ÉCONOMIE POLITIQUE DES ROMAINS

 

LIVRE TROISIÈME — AGRICULTURE - PRODUITS

CHAPITRE XVII. — Des bergers et de leurs travaux.

 

Quant aux pasteurs, Varron dit (II, X, 4) : Toutes les nations ne sont pas propres au métier de pasteur ; le Basque et l’Andalou s’y refusent ; les Gaulois y excellent, surtout pour les bêtes de somme. Il me semble que, sur ce point, nous avons un peu dégénéré de nos ancêtres.

On peut inférer ces conditions rapportées par Varron (II, X, 4-5), pour l’achat des pasteurs, que, de son temps, ils étaient généralement pris dans la classe des esclaves, ce qui motiva la loi portée par Jules César dans sa dictature, loi qui exigeait qu’il y eût parmi les pasteurs au moins un tiers d’hommes libres[1].

**CONTENU DU LISTING:**
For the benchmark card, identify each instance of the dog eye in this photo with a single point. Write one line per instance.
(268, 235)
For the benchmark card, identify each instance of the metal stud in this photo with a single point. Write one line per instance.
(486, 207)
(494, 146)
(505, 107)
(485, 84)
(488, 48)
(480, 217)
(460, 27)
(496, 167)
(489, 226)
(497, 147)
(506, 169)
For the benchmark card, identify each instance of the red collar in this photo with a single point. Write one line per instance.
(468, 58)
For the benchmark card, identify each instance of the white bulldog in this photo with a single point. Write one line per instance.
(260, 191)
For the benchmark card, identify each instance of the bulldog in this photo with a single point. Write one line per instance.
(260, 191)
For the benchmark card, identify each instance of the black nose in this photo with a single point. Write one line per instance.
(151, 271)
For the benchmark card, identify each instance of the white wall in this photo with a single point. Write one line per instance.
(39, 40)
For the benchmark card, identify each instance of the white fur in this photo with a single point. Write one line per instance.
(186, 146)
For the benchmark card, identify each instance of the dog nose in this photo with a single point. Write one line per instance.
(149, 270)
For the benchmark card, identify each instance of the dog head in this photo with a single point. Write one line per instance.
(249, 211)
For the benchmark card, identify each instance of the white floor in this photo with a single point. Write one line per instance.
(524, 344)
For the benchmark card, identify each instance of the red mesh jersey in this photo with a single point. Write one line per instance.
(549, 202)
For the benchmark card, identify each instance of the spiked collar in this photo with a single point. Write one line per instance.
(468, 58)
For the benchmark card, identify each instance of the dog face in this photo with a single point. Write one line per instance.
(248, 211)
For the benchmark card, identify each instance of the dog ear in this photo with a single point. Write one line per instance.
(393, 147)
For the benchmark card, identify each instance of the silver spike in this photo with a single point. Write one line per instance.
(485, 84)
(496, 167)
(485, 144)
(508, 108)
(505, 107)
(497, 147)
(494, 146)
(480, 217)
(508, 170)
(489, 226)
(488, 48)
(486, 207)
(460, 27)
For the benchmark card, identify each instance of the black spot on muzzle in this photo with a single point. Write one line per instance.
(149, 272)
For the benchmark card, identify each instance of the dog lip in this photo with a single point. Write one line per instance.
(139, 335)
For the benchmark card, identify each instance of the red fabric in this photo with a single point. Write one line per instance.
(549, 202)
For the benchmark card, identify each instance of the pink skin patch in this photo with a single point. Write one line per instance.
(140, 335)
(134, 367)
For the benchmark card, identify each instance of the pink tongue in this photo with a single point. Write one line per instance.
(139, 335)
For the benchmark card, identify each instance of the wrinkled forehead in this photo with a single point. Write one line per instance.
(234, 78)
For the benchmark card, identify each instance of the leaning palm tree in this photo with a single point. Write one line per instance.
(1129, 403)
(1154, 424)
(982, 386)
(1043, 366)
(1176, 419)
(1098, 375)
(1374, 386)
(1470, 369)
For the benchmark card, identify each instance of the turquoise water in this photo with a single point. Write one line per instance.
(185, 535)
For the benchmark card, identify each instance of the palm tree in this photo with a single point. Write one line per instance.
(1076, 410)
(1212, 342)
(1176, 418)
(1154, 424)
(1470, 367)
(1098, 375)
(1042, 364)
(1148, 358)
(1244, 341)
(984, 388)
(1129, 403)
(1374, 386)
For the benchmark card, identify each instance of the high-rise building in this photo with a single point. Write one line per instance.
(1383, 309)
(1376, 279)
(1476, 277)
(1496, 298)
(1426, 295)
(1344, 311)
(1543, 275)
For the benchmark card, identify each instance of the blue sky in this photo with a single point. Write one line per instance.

**TÂCHES À RÉALISER:**
**A)** D'après l'extrait sur les bergers romains, expliquez ce qui motiva la loi portée par Jules César pendant sa dictature.
**B)** Reproduisez à l'identique le passage de l'extrait sur les bergers romains qui commence par « CHAPITRE XVII. — » et se poursuit jusqu'à « de nos ancêtres. ».
**C)** Dans l'extrait sur les bergers romains, selon Varron, quel peuple excelle dans le métier de pasteur ?

**RÉPONSES AUX TÂCHES:**
**A)** Du temps de Varron, les pasteurs étaient généralement pris dans la classe des esclaves. Cela motiva la loi de Jules César exigeant qu'il y eût parmi eux au moins un tiers d'hommes libres.

**B)**
CHAPITRE XVII. — Des bergers et de leurs travaux.

 

Quant aux pasteurs, Varron dit (II, X, 4) : Toutes les nations ne sont pas propres au métier de pasteur ; le Basque et l’Andalou s’y refusent ; les Gaulois y excellent, surtout pour les bêtes de somme. Il me semble que, sur ce point, nous avons un peu dégénéré de nos ancêtres.

**C)** Les Gaulois, surtout pour les bêtes de somme.